- **TEXTO DE LECTURA**
/---

Lluís Bassets
En cabeza de todos, los corruptores. En segundo lugar, los corruptos. En tercer lugar, los facilitadores, todos cuantos aportan sus saberes técnicos, sus habilidades para organizar los manejos: urbanistas, arquitectos, abogados, fiscalistas, economistas. En último lugar, los que miran a otro lado: la oposición, los auditores y controladores, los fiscales y jueces, los periodistas.
Cada uno puede ir llenando la lista. Teniendo en cuenta que muy rápidamente corren los puestos en la escala. Los corruptos que se convierten en corruptores, los facilitadores que devienen corruptos, los despistados que se convierten en facilitadores. Es el sino de la sociedad que no sabe atajar el mal: irá bajando por el cuerpo hasta infectarlo todo.
No hay corrupción sin corruptores. Cuanto más poderosos, más intensa su corrupción. (Cuanto más intensa, más difusa). Cuanto más poderosos, más ocultos y de difícil localización. Y cuanto más poderosos, más responsables. El pescado empieza a corromperse por la cabeza. Pero la obligación de atajarla y evitar que la metástasis nos alcance a todos es de todos.

\---

- **DATOS ANALIZADOS**

/---

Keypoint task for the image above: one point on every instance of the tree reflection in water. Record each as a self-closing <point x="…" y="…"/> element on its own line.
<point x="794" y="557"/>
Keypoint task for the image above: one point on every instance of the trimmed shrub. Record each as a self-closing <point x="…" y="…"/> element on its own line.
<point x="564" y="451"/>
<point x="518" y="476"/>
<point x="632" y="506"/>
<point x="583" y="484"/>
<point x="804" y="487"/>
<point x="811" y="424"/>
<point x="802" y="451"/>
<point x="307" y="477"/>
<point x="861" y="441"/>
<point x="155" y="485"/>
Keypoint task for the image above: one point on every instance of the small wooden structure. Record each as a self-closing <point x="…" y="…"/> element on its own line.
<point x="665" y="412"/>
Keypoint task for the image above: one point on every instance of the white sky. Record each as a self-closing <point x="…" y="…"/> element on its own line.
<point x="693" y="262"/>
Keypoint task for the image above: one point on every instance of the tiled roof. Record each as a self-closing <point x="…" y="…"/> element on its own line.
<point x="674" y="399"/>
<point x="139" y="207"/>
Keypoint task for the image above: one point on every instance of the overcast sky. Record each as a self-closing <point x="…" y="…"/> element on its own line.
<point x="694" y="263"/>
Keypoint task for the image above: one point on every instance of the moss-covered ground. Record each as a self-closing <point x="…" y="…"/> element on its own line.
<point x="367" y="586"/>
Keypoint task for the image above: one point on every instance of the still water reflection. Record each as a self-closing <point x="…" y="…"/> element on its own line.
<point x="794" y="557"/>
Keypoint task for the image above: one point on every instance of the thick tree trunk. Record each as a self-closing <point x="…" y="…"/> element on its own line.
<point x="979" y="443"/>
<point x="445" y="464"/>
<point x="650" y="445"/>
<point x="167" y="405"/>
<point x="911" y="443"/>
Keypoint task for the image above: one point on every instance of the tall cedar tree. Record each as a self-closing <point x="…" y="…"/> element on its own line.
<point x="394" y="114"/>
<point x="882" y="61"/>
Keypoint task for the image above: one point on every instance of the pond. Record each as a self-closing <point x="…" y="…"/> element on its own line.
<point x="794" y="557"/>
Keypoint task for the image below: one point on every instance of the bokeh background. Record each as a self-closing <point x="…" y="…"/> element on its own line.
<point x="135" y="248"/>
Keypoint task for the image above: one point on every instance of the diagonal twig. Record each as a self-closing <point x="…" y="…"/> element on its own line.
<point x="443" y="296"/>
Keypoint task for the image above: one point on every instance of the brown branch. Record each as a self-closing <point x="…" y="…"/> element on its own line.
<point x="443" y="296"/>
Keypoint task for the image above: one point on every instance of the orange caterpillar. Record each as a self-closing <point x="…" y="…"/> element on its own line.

\---

- **CONSIGNA 1**
Responde a partir del texto sobre la corrupción:
(a) ¿Quiénes encabezan la lista?
(b) ¿Qué profesiones se mencionan entre los facilitadores?
(c) ¿Por qué parte empieza a corromperse el pescado?
- **CONSIGNA 2**
¿Podrías continuar el texto sobre la corrupción desde donde termina?

- **RESPUESTA ESCRITA 1**
(a) Los corruptores.
(b) Urbanistas, arquitectos, abogados, fiscalistas y economistas.
(c) Por la cabeza.

- **RESPUESTA ESCRITA 2**
Cada vez que alguien mira hacia otro lado, desiste de su reclamación, se deja invadir por la pereza o el desánimo, regala márgenes a la corrupción. Lo mismo sucede en el nivel siguiente, donde están quienes por su profesión debieran denunciarla; cada vez que un controlador (la oposición, los auditores, los periodistas) se inhibe es un tanto para la corrupción.
Ya sabemos que el poder corrompe y que el poder absoluto corrompe absolutamente. Limitar el poder, controlarlo, contar con buenas instituciones que vigilen y limiten los poderes de los poderosos, es imprescindible para que la corrupción no se extienda. No es un problema de leyes, que las hay y muchas innecesarias. La impunidad es hija de una sociedad satisfecha y conformista que ha bajado la guardia.